▶ **To do**
Which rows below contain the string "black"? Return every such row in full, treating the match as case-sensitive.

▶ **Input material**
-- START --

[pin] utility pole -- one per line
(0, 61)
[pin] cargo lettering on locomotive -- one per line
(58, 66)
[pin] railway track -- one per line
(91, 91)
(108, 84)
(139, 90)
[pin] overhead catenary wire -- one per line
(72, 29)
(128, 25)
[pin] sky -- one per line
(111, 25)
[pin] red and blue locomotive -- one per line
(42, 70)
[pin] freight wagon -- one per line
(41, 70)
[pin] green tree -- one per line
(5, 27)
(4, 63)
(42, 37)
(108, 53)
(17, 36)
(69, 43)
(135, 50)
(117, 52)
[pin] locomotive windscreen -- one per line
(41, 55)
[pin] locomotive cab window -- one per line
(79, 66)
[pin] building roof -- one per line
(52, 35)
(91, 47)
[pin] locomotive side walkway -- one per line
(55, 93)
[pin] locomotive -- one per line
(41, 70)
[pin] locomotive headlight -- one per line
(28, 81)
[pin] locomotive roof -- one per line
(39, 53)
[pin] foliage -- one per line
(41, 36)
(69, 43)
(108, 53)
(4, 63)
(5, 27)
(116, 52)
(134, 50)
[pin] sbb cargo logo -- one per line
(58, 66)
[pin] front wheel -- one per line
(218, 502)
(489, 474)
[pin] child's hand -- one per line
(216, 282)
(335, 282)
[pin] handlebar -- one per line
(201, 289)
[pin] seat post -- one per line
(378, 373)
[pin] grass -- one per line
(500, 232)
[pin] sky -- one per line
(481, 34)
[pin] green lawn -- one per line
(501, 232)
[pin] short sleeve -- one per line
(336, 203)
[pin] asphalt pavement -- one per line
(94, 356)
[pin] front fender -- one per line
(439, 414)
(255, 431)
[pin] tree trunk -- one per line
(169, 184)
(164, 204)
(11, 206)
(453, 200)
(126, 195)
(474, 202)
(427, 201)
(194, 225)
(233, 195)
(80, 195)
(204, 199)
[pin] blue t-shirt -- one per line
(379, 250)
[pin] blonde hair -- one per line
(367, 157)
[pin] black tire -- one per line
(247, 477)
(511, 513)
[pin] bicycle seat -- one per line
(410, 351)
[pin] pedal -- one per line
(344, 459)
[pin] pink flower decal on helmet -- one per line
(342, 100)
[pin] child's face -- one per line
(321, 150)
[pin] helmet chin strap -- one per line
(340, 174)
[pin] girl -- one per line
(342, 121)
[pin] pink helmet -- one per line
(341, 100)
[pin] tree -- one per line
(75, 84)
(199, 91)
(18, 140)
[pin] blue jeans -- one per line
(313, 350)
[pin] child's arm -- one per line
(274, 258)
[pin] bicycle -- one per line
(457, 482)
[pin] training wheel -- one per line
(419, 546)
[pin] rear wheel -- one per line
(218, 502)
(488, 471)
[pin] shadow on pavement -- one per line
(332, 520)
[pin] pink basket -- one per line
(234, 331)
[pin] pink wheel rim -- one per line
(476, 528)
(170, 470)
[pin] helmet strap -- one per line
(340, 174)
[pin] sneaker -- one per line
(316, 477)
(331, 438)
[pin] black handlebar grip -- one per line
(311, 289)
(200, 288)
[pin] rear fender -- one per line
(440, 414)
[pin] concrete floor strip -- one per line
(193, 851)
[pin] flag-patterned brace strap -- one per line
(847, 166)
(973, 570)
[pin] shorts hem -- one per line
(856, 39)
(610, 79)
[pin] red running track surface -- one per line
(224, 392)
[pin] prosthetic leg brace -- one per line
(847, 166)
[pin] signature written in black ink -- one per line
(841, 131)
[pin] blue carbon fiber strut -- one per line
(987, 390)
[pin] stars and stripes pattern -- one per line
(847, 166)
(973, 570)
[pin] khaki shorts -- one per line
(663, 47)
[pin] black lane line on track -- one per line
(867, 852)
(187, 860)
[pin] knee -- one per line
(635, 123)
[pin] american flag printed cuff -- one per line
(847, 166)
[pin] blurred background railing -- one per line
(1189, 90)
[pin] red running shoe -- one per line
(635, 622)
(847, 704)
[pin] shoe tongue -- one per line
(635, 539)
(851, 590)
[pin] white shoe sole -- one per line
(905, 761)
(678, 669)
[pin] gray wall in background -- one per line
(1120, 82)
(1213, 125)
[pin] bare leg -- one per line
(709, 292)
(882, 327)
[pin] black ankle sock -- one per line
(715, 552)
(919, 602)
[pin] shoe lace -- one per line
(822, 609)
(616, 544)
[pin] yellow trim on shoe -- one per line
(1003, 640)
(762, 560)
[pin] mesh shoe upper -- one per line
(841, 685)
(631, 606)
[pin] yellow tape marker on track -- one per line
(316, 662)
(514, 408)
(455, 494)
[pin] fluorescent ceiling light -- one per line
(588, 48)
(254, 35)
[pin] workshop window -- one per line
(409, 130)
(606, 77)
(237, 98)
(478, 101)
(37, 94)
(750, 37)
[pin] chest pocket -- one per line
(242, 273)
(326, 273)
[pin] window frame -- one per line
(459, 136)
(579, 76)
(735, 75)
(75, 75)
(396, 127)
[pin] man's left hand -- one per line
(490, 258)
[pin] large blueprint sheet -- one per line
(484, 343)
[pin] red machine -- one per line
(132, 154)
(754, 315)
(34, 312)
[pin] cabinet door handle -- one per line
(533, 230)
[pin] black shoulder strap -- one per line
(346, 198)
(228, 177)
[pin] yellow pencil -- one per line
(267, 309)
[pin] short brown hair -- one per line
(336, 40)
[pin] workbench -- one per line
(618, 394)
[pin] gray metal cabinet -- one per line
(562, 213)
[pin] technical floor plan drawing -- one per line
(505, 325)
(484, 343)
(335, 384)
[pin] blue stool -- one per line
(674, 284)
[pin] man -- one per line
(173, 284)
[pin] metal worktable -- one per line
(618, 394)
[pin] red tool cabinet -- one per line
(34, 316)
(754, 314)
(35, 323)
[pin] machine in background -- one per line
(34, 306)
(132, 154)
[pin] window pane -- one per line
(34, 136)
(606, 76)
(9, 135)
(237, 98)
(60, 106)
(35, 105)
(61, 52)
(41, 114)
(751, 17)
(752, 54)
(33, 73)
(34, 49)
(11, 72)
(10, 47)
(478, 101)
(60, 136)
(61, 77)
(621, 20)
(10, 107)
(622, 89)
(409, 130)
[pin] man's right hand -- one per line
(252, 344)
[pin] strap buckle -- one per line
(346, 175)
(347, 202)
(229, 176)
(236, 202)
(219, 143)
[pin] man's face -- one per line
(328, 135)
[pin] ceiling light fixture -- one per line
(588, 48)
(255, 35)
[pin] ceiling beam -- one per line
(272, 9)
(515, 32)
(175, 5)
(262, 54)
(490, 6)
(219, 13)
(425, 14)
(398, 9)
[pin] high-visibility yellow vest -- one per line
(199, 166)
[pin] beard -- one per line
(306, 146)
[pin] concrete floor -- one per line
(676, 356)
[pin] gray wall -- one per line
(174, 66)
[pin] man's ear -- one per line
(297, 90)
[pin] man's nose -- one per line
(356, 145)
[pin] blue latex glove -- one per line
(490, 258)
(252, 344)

-- END --
-- START --

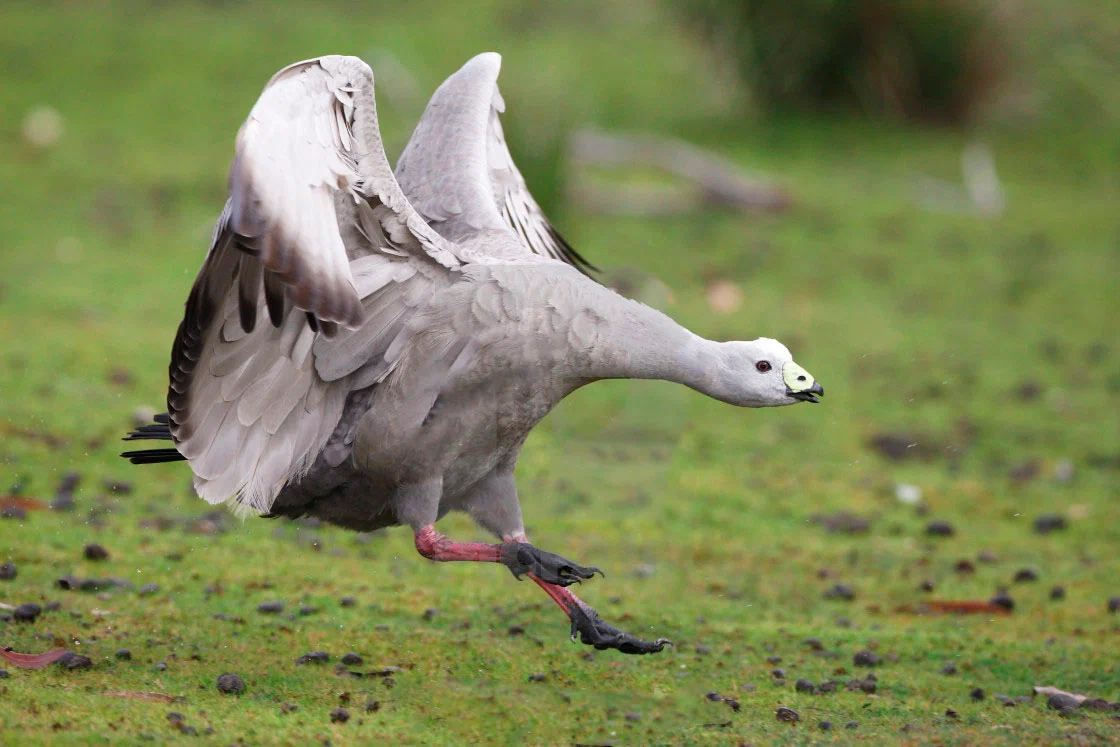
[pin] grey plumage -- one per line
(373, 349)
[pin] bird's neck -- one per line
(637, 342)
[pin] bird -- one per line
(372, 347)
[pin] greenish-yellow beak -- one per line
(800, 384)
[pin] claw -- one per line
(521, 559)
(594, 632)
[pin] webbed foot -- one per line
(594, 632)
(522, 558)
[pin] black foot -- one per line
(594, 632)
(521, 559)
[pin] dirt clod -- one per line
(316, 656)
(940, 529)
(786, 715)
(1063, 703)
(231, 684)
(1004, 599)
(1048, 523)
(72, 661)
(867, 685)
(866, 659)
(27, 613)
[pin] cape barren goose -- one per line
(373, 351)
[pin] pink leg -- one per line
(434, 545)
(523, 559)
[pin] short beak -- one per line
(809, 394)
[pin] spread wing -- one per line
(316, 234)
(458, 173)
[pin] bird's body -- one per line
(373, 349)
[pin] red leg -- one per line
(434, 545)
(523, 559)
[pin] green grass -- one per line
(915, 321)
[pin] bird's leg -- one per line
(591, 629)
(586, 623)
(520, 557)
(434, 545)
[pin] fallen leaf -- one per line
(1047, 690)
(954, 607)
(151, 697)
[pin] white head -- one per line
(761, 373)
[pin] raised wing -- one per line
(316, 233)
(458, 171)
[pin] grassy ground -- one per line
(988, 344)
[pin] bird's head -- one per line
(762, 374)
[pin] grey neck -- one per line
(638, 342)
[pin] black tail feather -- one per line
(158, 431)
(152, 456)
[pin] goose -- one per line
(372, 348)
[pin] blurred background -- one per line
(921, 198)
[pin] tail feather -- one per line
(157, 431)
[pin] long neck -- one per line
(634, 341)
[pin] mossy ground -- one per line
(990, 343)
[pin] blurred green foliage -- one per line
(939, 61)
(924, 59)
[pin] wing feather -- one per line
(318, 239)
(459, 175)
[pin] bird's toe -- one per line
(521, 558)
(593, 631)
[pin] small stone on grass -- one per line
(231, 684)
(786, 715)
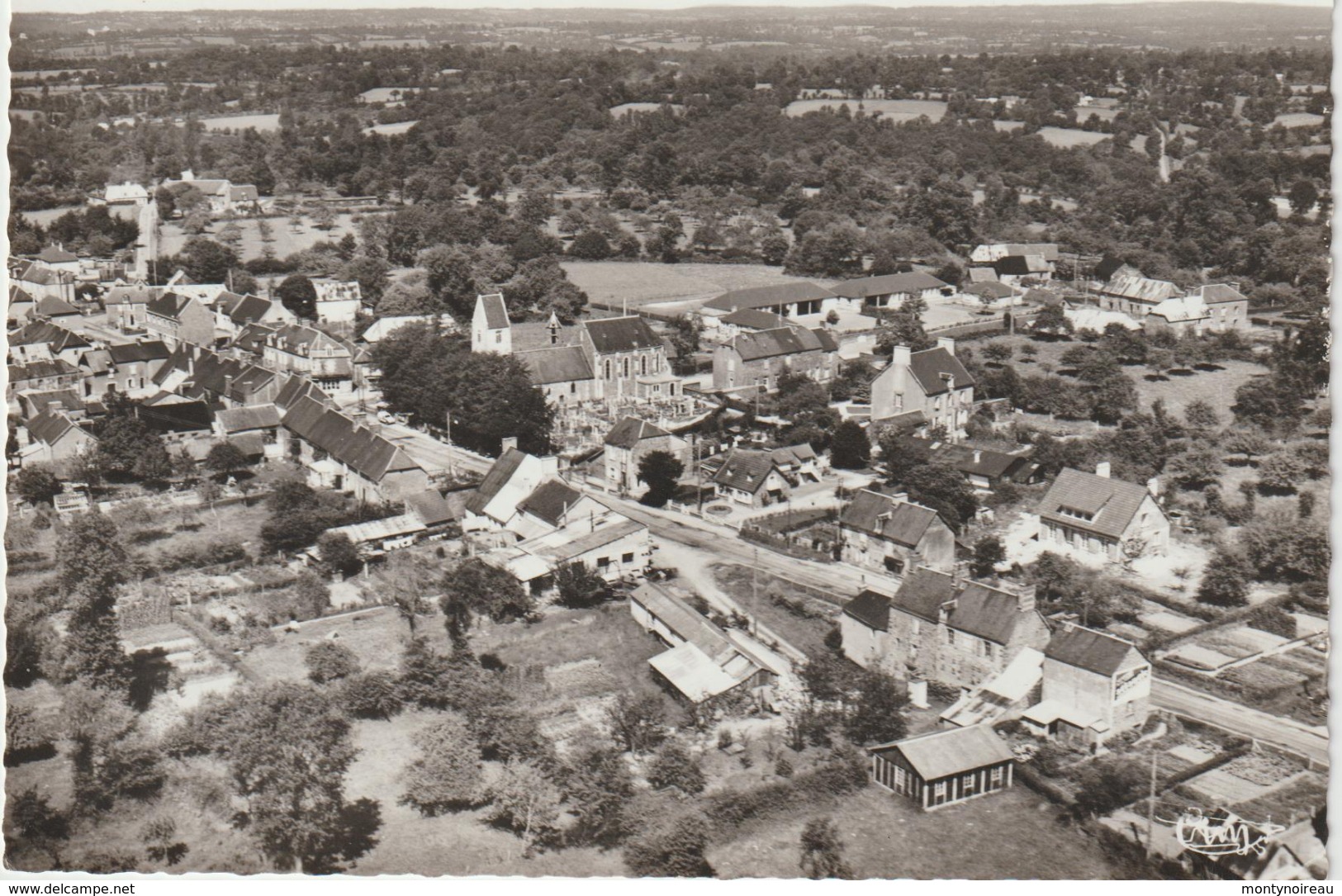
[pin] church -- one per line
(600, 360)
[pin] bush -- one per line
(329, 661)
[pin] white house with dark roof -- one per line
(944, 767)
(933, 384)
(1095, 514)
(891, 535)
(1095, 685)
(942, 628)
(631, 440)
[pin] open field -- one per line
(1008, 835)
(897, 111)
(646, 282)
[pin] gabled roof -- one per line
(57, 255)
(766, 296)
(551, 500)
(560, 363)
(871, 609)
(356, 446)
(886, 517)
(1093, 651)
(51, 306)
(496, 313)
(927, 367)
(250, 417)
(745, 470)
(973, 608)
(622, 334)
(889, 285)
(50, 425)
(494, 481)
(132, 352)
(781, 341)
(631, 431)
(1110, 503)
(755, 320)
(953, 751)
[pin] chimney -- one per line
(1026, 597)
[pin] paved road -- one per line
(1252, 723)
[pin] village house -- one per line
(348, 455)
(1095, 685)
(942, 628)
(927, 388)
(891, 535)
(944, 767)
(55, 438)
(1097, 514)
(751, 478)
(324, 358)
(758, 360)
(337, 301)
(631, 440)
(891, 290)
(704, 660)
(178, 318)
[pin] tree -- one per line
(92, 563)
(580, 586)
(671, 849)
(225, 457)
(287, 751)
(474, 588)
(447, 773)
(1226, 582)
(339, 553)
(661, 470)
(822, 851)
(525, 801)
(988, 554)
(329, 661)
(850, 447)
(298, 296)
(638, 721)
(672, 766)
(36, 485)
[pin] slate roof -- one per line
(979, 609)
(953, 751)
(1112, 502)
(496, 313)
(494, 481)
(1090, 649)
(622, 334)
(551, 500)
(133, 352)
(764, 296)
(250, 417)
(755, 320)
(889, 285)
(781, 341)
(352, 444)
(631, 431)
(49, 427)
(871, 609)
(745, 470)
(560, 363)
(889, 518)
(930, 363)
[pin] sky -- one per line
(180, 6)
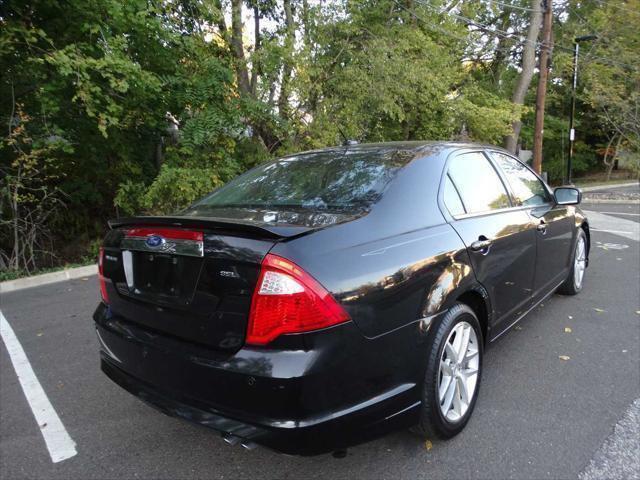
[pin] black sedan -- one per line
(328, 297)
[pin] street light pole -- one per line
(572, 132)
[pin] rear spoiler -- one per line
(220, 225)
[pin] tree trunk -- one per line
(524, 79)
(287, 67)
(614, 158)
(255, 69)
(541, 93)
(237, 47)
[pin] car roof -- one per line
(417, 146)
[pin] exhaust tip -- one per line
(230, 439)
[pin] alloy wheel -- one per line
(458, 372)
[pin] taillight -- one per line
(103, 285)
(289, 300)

-- END --

▶ **Task result**
[pin] black tire -- one per line
[pin] black handlebar grip -- one per line
[pin] signature written in black ink -- one per line
[pin] black lane line on track -- one per line
[pin] black ankle sock -- one per line
[pin] black shoulder strap -- one per line
[pin] black foot -- one per line
[pin] black tail feather -- one per line
[pin] black sedan -- one per line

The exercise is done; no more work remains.